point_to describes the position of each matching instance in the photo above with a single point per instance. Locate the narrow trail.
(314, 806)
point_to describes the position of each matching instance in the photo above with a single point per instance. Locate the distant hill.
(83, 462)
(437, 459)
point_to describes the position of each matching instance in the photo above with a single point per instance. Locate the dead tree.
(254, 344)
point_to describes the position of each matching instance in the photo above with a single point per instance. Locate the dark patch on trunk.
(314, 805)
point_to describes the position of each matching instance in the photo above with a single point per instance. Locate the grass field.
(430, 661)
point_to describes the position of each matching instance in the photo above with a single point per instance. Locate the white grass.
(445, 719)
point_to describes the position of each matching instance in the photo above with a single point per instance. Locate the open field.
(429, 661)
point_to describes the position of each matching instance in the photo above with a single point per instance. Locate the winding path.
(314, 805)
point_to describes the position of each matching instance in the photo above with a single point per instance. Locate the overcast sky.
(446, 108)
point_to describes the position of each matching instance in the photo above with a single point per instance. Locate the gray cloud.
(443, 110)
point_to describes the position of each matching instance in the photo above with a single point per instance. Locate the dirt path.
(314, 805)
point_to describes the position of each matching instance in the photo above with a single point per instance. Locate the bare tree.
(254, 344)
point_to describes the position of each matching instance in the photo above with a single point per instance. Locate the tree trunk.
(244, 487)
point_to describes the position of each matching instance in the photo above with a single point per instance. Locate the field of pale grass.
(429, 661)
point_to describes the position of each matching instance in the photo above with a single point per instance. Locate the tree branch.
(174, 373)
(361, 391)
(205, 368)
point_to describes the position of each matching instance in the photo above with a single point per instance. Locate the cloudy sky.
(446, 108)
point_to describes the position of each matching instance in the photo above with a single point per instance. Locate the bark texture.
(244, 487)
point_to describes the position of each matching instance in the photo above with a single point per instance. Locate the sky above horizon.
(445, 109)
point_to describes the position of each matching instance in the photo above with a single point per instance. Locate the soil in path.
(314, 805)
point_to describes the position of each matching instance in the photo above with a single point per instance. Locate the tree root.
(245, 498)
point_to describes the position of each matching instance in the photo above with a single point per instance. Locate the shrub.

#### PROBLEM STATEMENT
Copy the items from the line containing "sky above horizon." through the end of the items, with "bush" substituted for "shrub" and everything else left unchanged.

#### EXERCISE OUTPUT
point_to describes the position of each matching instance in the photo above with a single point per instance. Locate the sky above horizon.
(445, 109)
point_to describes the position of each matching instance in the photo above with a single point per instance. Locate the soil in path.
(314, 805)
point_to describes the position of each matching instance in the photo above with a single point per instance. Locate the tree root.
(245, 498)
point_to describes the position of each matching instance in the photo above with a single point per instance. Locate the bush.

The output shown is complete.